Records from a data collection:
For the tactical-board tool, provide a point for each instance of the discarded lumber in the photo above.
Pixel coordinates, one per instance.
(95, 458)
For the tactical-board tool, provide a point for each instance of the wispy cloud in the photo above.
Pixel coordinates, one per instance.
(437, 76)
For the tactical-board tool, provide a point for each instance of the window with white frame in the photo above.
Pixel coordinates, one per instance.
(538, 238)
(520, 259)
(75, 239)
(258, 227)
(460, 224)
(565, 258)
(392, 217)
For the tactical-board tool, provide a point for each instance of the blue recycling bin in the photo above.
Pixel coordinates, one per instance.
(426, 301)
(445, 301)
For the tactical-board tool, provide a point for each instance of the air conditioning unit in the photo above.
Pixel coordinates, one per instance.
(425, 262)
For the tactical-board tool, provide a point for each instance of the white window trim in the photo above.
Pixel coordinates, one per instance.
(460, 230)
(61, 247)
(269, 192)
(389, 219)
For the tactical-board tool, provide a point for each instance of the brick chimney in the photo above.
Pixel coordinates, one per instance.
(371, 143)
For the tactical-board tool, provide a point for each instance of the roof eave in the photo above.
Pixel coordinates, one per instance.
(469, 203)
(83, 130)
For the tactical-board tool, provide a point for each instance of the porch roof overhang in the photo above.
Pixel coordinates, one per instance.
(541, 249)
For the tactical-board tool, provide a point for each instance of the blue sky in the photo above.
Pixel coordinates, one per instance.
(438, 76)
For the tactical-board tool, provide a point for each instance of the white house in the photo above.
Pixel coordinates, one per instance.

Task statement
Copy out the entries in full, exactly as they appear.

The completed task
For the tactical-board tool, provide a point for each instance of the discarded lumber in the photo above.
Pixel coordinates, one per instance.
(95, 458)
For the tactical-board tool, provide a point for each instance of the wispy cloud in the photo above.
Pixel coordinates, one per instance.
(437, 76)
For the tactical-board tool, provide a point for each instance of the window with white frame in the photo above.
Pixel coordinates, one per instance.
(538, 238)
(520, 259)
(75, 239)
(258, 227)
(460, 224)
(565, 258)
(392, 217)
For the tactical-board tool, provide a point for each instance of the blue recycling bin in the photo above.
Pixel coordinates, one per instance.
(426, 301)
(445, 301)
For the tactical-board tool, provide a point for each instance of the air conditioning unit in the photo above.
Pixel coordinates, one per instance.
(425, 262)
For the tactical-board tool, provide a point for each instance of the white window trim in the photo above.
Pixel coordinates, one per instance.
(460, 230)
(61, 247)
(269, 192)
(389, 219)
For the tactical-board tool, provide a point for each instance of the brick chimney in the photo above.
Pixel coordinates, one per instance.
(371, 143)
For the tactical-board tool, provide a point for each instance of the roof eave in the photo above.
Pixel coordinates, one per instance.
(469, 203)
(83, 130)
For the tactical-board tool, provide a point for each instance of the porch roof overhang in the photo above.
Pixel coordinates, one per instance.
(541, 249)
For the tactical-board tool, provide a point for each instance of the blue sky in the photo above.
Pixel coordinates, one per instance.
(438, 76)
For the tactical-board tool, provide a point for each instance of the white house in the photo above.
Pixel coordinates, one per instance.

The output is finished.